### 目标
请根据下方关于最长公共子序列的文档片段回答以下问题：
1. 方法一的名称是什么？
2. 方法二中，cache 数组的每一行都用哪个值填充？
3. 方法一最后返回数组 f 中的哪个元素？

### 文档片段
LC.P1143[最长公共子序列]

方法一：动态规划

class Solution {
    public int longestCommonSubsequence(String text1, String text2) {
        int n = text1.length(), m = text2.length();
        int[][] f = new int[n + 1][m + 1];
        for (int i = 1; i <= n; ++i) {
            for (int j = 1; j <= m; ++j) {
                if (text1.charAt(i - 1) == text2.charAt(j - 1)) {
                    f[i][j] = f[i - 1][j - 1] + 1;
                } else {
                    f[i][j] = Math.max(f[i - 1][j], f[i][j - 1]);
                }
            }
        }
        return f[n][m];
    }
}

时间复杂度：$O(n \times m)$
空间复杂度：$O(n \times m)$

方法二：记忆化搜索

class Solution {
    char[] s1, s2;
    int[][] cache;

    public int longestCommonSubsequence(String text1, String text2) {
        s1 = text1.toCharArray();
        s2 = text2.toCharArray();
        int n = s1.length, m = s2.length;
        cache = new int[n][m];
        for (int i = 0; i < n; ++i) Arrays.fill(cache[i], -1);
        return dfs(n - 1, m - 1);
    }

    private int dfs(int i, int j) {
        if (i < 0 || j < 0) return 0;
        if (cache[i][j] != -1) return cache[i][j];
        if (s1[i] == s2[j]) return cache[i][j] = dfs(i - 1, j - 1) + 1;
        else return cache[i][j] = Math.max(dfs(i - 1, j), dfs(i, j - 1));
    }
}

时间复杂度：$O(n \times m)$
空间复杂度：$O(n \times m)$

### 来自某合集的记录
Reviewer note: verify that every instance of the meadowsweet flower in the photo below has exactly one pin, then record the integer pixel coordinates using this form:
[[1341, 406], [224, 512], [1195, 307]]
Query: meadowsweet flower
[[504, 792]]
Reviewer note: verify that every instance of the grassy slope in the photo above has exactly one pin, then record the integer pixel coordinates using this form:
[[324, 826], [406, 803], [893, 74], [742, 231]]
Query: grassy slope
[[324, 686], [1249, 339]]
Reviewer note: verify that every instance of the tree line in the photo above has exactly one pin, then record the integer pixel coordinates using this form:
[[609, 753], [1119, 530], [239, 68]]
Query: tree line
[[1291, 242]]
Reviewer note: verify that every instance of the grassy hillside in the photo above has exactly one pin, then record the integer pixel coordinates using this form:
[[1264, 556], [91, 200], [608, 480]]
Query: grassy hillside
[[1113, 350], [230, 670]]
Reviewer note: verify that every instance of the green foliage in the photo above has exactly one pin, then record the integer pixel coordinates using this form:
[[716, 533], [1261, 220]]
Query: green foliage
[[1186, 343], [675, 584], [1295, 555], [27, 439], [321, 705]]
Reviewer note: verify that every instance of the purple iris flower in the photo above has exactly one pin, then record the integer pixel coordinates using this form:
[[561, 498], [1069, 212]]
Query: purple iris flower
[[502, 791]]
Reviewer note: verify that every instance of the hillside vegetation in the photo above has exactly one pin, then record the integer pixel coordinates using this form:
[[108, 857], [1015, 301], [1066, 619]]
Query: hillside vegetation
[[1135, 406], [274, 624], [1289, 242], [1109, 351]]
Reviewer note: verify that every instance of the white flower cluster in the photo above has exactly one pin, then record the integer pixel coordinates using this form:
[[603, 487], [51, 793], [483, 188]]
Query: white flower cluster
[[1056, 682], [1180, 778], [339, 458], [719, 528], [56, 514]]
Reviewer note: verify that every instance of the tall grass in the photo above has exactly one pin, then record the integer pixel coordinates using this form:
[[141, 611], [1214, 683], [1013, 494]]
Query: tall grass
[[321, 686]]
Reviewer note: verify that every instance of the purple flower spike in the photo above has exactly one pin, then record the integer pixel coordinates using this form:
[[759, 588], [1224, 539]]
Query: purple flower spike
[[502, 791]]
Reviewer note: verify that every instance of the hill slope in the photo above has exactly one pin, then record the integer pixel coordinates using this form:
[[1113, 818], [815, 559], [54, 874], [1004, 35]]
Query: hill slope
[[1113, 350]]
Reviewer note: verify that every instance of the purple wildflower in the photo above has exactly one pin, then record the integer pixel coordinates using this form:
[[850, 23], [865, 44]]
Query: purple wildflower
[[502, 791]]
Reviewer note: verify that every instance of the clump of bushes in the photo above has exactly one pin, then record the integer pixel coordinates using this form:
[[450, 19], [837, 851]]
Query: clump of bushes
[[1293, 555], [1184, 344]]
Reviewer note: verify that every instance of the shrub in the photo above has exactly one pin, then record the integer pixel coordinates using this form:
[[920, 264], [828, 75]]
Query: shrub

### 预期答案
1. 动态规划
2. -1
3. f[n][m]